======== SUPPLIED MATERIAL

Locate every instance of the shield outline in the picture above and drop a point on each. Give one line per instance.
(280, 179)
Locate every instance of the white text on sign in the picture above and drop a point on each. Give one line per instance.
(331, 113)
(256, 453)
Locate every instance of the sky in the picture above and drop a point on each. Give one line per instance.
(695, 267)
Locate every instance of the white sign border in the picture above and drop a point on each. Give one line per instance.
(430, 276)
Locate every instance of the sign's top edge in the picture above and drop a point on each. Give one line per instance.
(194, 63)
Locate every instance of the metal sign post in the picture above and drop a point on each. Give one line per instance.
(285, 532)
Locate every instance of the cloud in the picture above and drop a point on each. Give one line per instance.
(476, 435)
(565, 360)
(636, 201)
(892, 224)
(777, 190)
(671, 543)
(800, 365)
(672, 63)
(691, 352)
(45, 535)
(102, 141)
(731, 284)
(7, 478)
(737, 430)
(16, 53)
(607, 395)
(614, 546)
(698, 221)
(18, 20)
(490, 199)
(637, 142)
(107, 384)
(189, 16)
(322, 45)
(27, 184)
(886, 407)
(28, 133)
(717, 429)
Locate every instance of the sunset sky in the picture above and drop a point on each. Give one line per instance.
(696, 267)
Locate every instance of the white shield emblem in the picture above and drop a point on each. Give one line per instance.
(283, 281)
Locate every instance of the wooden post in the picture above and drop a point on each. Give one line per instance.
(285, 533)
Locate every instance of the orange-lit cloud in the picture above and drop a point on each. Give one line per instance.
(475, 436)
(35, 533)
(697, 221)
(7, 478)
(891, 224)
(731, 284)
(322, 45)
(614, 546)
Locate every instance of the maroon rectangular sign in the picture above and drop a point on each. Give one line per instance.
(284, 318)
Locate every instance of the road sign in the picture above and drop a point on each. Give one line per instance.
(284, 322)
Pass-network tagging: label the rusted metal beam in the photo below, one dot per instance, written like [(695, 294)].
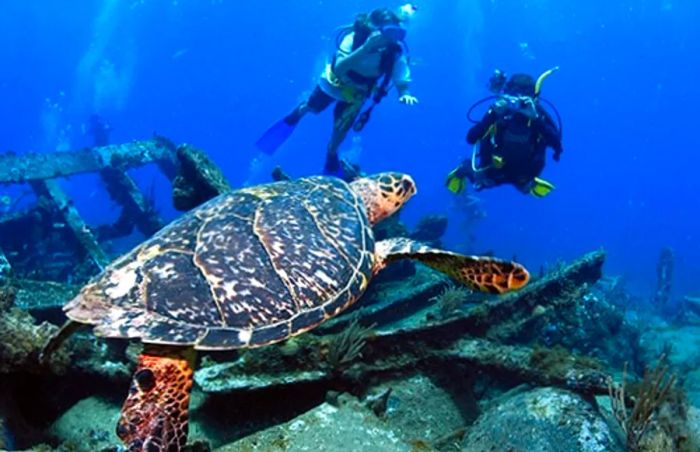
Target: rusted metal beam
[(18, 168), (5, 268), (52, 192)]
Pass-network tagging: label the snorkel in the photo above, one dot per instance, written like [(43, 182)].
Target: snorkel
[(542, 77)]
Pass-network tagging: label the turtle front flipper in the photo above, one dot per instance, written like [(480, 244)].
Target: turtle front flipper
[(482, 273), (155, 413)]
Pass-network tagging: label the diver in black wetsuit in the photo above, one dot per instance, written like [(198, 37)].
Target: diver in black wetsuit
[(513, 137)]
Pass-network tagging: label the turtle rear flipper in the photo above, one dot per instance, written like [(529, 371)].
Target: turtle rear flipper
[(485, 274), (155, 413)]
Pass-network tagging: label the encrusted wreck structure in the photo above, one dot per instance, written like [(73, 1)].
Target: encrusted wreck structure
[(49, 244)]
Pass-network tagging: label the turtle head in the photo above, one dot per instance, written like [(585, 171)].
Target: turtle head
[(383, 193)]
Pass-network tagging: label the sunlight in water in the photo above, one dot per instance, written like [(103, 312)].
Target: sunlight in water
[(101, 83)]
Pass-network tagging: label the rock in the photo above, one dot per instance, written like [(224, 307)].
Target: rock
[(88, 425), (543, 419), (348, 427), (421, 410)]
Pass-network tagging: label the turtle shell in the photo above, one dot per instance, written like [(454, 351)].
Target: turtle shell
[(248, 268)]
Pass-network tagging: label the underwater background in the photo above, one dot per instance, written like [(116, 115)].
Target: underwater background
[(217, 73)]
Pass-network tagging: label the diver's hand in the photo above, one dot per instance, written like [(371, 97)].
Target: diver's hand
[(408, 99)]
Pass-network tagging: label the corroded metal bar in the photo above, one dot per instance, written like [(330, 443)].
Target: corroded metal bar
[(137, 209), (51, 191), (5, 268), (17, 168)]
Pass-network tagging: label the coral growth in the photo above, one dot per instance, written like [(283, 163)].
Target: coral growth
[(647, 398), (347, 345)]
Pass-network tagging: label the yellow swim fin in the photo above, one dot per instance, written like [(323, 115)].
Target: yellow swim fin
[(541, 188), (454, 182), (497, 161)]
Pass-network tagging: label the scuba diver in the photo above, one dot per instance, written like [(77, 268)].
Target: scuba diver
[(371, 55), (511, 139)]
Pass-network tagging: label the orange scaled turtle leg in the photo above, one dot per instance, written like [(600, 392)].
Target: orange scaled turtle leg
[(155, 413)]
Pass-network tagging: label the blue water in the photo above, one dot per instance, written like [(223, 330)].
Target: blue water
[(217, 73)]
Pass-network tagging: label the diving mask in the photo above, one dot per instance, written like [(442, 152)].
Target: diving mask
[(406, 11)]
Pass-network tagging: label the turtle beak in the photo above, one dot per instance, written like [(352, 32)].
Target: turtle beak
[(409, 187)]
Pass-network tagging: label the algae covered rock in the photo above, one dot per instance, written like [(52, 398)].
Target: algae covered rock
[(543, 419), (421, 410), (347, 427)]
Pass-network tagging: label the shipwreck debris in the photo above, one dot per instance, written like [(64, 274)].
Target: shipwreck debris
[(472, 338), (54, 227)]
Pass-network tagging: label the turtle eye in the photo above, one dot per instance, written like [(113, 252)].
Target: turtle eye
[(407, 185), (145, 379)]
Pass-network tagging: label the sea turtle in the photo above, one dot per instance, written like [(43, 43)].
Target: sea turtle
[(249, 268)]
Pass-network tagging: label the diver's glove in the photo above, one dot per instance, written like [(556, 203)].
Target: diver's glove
[(455, 181)]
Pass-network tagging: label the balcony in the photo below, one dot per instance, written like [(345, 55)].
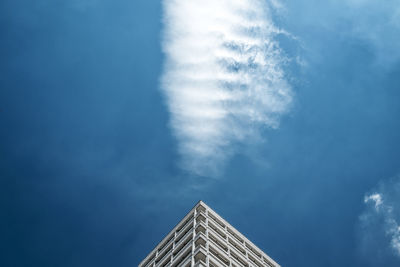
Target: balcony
[(200, 255), (218, 253), (237, 247), (183, 225), (236, 236), (164, 255), (238, 258), (186, 238), (165, 246), (200, 228), (181, 256), (217, 229)]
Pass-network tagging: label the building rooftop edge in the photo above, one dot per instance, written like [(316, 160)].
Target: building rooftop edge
[(225, 221)]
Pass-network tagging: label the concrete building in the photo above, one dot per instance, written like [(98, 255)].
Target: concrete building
[(203, 238)]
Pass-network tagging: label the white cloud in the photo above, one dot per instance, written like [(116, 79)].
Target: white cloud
[(223, 77), (383, 216)]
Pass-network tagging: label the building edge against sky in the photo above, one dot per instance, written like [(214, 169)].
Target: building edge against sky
[(203, 238)]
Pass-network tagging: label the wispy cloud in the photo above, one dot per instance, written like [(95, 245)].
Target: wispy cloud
[(223, 77), (380, 221)]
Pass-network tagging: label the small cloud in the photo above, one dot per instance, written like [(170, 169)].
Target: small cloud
[(379, 223), (223, 78), (376, 198)]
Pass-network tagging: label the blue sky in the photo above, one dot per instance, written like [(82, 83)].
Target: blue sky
[(93, 166)]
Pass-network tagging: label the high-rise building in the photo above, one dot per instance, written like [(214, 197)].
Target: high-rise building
[(203, 238)]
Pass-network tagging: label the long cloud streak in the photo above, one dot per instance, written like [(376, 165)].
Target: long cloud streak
[(223, 77)]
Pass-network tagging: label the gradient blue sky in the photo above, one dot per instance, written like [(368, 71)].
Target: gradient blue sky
[(88, 162)]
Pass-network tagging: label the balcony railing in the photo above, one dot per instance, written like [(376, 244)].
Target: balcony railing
[(183, 230), (184, 249), (184, 238), (166, 246)]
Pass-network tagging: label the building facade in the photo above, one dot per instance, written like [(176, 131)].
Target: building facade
[(203, 238)]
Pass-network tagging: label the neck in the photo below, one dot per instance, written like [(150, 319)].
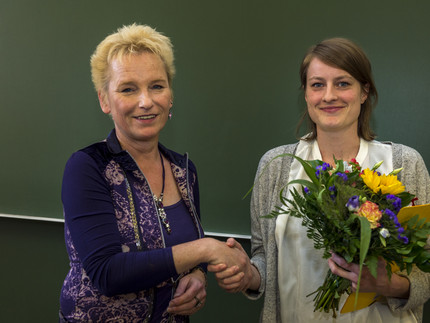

================

■ EXERCISE REQUIREMENTS ■
Once you find the line with "Target: yellow swim fin" above, print it and every line after it up to and including the line with "Pass-network tagging: label the turtle eye", exactly as written and nothing else.

■ ANSWER ■
Target: yellow swim fin
[(541, 188), (454, 182), (497, 161)]
Pass-network tagging: label the scuba diver in the photo above, one dot per instance, written like [(77, 268)].
Target: scuba diver
[(371, 55), (511, 139)]
Pass-network tagging: label the orange scaled turtle leg in the photo above, one dot per instance, written like [(600, 392)].
Target: orange scaled turtle leg
[(155, 413)]
Pass-network tagging: label the blue water in the photo above, one dot per instance, written like [(223, 330)].
Target: blue water
[(217, 73)]
Pass-network tagging: label the diving mask in the photo above, one dot per instance, written like [(442, 152)].
Target: diving mask
[(406, 11)]
Pass-network tagging: label the turtle beak in the photo above, one dot per instance, written like [(352, 32)].
Target: turtle beak
[(409, 187)]
Pass-network tagging: label the algae covered rock in the photo above, one dot per instance, written like [(52, 398)].
Target: algae covered rock
[(543, 419), (421, 410), (347, 427)]
Pass-network tagging: label the shipwreck debris in the photo above, one dot per instance, written like [(64, 274)].
Target: shipwreck debris
[(472, 338), (54, 227)]
Pass-network tagging: label the turtle eye in the photo above, one dot per instance, written like [(113, 252)].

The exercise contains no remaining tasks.